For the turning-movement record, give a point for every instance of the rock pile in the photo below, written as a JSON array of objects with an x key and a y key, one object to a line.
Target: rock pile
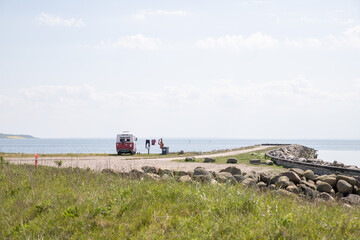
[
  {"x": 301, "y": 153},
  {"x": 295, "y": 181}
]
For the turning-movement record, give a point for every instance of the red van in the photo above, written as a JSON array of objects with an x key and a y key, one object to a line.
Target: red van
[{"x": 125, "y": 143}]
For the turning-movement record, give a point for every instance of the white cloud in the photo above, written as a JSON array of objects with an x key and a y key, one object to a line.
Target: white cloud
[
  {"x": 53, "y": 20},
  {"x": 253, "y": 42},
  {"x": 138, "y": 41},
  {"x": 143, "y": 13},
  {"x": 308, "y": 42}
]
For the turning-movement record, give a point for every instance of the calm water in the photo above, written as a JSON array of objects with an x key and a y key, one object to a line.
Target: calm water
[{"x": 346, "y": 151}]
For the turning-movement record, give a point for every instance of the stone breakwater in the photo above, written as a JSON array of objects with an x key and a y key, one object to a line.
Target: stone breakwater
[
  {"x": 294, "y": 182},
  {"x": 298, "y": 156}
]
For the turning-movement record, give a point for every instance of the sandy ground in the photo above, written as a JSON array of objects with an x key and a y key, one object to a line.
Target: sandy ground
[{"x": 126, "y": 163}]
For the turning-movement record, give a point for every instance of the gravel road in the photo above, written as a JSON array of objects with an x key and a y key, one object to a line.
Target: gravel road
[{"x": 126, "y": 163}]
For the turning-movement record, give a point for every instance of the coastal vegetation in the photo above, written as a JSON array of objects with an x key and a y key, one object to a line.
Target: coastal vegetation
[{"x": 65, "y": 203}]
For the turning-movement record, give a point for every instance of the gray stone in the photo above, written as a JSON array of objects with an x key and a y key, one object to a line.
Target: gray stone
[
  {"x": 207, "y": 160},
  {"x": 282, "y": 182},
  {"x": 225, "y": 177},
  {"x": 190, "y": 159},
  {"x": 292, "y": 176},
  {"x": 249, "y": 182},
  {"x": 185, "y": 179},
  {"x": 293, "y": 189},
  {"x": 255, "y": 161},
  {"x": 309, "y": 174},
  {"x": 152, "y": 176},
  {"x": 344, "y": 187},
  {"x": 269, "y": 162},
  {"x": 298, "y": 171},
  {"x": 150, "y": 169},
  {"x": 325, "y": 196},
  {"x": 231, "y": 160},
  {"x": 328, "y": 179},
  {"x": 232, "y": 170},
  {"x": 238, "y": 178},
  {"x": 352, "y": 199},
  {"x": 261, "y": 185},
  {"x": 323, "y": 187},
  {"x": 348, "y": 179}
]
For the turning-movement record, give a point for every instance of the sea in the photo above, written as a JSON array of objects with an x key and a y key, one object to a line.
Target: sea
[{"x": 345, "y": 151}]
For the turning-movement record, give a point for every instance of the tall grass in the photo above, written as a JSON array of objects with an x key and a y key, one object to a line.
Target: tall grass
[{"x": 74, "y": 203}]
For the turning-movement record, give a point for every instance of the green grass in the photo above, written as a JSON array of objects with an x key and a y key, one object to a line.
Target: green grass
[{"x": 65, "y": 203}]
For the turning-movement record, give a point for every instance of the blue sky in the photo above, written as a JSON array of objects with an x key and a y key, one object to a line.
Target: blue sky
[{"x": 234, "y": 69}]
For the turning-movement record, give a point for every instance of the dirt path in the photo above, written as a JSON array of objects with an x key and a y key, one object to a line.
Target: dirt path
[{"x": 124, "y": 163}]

════

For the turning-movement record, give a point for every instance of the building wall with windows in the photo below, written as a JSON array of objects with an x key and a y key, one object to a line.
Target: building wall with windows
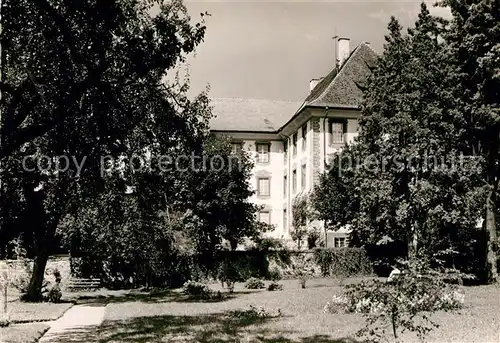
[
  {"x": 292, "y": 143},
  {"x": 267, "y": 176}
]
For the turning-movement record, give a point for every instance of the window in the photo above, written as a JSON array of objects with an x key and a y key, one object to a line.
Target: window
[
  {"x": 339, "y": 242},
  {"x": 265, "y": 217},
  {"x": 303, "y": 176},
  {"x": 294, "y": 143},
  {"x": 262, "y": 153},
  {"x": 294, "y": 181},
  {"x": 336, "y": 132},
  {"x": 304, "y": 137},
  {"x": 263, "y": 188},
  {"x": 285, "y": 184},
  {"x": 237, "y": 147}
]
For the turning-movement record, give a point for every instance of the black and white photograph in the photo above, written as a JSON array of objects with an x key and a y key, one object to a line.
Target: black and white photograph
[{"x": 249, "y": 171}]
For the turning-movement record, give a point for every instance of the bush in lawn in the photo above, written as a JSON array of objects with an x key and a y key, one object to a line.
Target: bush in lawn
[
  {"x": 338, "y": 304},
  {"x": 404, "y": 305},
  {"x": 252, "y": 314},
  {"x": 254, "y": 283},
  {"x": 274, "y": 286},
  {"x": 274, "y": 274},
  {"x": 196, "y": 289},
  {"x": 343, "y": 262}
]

════

Filter the entries above down to the lines that contain the word "stone", and copy each of those lines in full. Case counts.

RESULT FOR THIS TASK:
For the turning-movement record, give a point for every instance of the stone breakwater in the photo above, written as a JSON array of objects with an x key and a y key, one object to a line.
Target: stone breakwater
For the turning-movement record, give a point for every instance of the gray stone in the photo above, written as a JSON array of objects with an x key and a y key, one object to a line.
Target: gray stone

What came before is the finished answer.